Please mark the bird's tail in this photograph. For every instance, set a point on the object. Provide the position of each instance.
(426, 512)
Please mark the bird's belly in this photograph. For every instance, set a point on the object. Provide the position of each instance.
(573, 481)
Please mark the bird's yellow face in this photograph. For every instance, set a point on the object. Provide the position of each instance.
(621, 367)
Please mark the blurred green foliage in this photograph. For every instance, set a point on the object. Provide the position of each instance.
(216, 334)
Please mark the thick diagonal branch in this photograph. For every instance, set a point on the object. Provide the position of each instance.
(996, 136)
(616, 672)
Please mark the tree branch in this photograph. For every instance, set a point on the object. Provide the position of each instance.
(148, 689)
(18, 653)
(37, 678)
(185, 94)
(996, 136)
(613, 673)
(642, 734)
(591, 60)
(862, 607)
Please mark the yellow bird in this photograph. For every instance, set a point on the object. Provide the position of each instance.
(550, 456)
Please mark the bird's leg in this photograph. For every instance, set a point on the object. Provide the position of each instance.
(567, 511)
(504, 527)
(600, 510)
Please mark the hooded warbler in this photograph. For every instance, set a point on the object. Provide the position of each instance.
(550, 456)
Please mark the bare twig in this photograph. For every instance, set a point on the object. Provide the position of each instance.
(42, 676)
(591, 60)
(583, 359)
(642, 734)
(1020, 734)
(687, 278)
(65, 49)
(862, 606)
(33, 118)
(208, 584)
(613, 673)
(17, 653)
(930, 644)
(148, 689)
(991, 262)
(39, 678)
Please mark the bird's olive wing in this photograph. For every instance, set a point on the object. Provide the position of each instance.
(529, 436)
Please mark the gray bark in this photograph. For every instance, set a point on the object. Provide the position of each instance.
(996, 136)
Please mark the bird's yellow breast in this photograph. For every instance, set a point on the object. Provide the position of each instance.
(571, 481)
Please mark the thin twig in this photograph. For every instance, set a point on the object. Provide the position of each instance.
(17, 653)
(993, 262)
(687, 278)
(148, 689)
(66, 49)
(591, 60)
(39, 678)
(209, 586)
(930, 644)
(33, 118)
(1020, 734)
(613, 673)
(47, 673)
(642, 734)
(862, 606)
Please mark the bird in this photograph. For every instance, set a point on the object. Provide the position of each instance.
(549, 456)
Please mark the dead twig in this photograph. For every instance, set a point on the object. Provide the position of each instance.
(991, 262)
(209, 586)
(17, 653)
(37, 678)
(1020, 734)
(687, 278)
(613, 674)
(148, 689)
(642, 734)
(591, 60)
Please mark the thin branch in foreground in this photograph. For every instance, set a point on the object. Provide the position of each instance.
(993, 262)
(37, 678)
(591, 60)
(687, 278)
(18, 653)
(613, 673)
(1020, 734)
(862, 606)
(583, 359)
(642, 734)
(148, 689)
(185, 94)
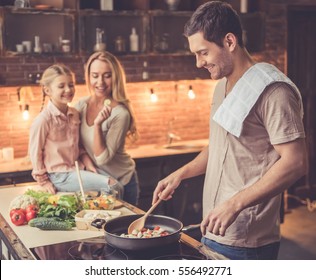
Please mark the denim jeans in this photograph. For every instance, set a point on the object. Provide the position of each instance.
(267, 252)
(131, 190)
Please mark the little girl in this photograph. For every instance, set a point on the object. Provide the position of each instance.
(54, 140)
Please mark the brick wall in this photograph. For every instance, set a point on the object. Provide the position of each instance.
(187, 118)
(190, 117)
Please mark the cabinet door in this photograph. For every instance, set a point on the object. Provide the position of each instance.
(167, 31)
(113, 24)
(301, 56)
(24, 24)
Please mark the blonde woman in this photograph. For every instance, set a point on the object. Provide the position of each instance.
(107, 119)
(54, 139)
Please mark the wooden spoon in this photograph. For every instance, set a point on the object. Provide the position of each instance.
(140, 222)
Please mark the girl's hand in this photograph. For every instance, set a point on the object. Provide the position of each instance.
(41, 179)
(103, 115)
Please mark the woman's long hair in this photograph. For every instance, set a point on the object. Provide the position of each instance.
(118, 85)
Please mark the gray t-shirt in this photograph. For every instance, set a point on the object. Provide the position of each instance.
(237, 163)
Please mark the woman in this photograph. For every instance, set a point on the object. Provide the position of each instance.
(54, 139)
(107, 119)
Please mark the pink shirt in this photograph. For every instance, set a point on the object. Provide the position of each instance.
(54, 140)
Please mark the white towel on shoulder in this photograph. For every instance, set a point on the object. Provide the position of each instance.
(237, 105)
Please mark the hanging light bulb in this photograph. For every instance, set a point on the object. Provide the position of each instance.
(191, 93)
(153, 96)
(26, 113)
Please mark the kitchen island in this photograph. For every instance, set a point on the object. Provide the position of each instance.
(17, 241)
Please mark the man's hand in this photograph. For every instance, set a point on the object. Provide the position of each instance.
(166, 187)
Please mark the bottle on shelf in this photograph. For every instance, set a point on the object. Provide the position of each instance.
(145, 74)
(37, 45)
(134, 42)
(99, 44)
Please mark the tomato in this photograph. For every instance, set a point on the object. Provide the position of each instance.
(18, 218)
(31, 214)
(17, 210)
(31, 207)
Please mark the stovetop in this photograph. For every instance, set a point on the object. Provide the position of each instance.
(97, 249)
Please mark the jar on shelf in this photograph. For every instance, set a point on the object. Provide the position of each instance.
(120, 46)
(65, 46)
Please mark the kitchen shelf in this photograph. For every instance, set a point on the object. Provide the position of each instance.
(113, 23)
(19, 25)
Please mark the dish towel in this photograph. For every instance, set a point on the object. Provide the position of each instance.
(236, 106)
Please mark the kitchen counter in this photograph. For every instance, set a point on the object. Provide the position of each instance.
(16, 241)
(137, 152)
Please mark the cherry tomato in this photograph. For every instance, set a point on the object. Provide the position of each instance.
(31, 207)
(18, 218)
(31, 214)
(17, 210)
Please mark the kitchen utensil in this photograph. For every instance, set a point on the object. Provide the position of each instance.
(139, 223)
(80, 181)
(115, 227)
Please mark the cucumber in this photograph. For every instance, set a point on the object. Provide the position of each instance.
(50, 224)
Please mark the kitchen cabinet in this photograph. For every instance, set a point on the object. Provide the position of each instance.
(18, 25)
(77, 21)
(301, 54)
(113, 24)
(186, 204)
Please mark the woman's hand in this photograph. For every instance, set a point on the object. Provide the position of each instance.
(103, 115)
(41, 179)
(49, 187)
(88, 163)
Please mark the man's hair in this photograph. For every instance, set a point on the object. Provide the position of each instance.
(215, 19)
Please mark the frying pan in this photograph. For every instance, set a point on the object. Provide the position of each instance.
(115, 227)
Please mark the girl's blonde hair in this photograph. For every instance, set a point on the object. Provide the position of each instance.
(118, 85)
(50, 74)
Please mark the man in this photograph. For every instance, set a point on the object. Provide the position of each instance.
(256, 144)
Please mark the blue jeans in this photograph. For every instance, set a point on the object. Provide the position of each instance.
(267, 252)
(131, 190)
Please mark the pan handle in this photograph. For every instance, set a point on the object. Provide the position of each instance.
(190, 227)
(98, 223)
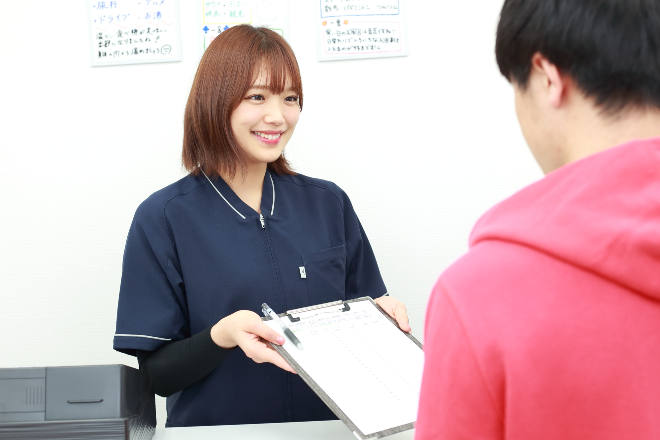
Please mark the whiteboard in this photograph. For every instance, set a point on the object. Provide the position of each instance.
(350, 29)
(220, 15)
(133, 31)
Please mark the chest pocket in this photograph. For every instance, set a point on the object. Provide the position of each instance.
(325, 273)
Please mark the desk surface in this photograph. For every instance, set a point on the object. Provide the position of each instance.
(329, 430)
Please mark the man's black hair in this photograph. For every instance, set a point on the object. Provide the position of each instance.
(611, 48)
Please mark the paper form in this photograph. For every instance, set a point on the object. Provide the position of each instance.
(366, 365)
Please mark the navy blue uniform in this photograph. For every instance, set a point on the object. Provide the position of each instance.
(196, 253)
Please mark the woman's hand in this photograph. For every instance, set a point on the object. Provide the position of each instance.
(246, 329)
(396, 310)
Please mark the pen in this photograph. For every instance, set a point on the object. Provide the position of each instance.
(269, 312)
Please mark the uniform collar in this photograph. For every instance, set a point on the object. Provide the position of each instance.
(229, 197)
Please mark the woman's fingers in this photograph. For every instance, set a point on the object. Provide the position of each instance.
(260, 352)
(262, 330)
(401, 316)
(269, 355)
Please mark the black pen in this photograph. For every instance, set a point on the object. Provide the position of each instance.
(287, 331)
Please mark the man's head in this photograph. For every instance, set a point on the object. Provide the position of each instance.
(576, 64)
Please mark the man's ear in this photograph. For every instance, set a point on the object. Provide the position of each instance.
(554, 84)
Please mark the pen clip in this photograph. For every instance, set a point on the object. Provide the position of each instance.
(310, 312)
(266, 310)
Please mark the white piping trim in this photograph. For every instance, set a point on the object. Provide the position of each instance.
(223, 197)
(143, 336)
(271, 182)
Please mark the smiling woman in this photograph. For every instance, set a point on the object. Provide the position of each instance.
(248, 82)
(241, 229)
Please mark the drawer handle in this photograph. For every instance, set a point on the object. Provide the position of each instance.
(85, 401)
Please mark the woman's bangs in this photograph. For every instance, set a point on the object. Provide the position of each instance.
(278, 69)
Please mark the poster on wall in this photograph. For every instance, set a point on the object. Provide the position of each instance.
(134, 31)
(350, 29)
(220, 15)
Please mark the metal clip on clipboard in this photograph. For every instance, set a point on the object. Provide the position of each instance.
(308, 312)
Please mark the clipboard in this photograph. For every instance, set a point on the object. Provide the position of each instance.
(334, 311)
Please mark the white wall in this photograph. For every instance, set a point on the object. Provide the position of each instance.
(422, 144)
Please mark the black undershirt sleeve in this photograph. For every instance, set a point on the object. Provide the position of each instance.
(179, 364)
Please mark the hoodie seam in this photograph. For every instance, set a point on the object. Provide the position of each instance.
(491, 393)
(568, 263)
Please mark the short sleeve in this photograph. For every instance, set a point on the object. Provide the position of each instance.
(363, 277)
(152, 308)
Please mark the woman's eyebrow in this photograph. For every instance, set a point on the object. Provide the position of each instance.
(264, 87)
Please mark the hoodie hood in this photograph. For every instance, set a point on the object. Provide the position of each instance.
(601, 214)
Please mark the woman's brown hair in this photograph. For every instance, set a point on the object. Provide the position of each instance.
(225, 74)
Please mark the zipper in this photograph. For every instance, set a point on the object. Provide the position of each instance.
(287, 390)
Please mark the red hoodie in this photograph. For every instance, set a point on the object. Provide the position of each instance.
(549, 327)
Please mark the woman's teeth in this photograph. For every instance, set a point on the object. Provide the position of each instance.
(268, 136)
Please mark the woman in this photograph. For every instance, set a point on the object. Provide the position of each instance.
(241, 229)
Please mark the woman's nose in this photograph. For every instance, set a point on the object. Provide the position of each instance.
(274, 114)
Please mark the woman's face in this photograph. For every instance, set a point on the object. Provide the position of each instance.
(264, 122)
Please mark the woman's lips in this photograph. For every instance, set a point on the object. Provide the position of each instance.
(270, 138)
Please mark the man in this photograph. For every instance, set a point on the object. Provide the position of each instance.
(549, 327)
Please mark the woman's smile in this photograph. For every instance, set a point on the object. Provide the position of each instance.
(269, 137)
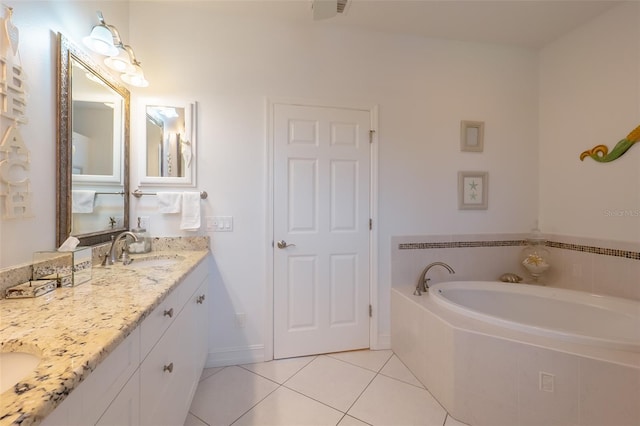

= = = = =

◆ SET PROBLEM
Express the stretch from the entry containing "Please mark the woman's lips" through the end of the entries as a two-column CSV with the header instruction,points. Use one row per entry, put each field in quotes, turn any line breaks into spaces, and leave the pictures out.

◆ TASK RESPONSE
instruction,points
"Please mark the woman's lips in this photograph. For every instance, set a point on the object. Provide the position of each instance.","(270, 138)"
"Please mark the man in this photograph. For every instance, set a point on the object. Provide the position of each instance.","(549, 327)"
"Please mark the woman's smile in this photograph. For every instance, set a point on the object. Provide the position of each instance.","(269, 137)"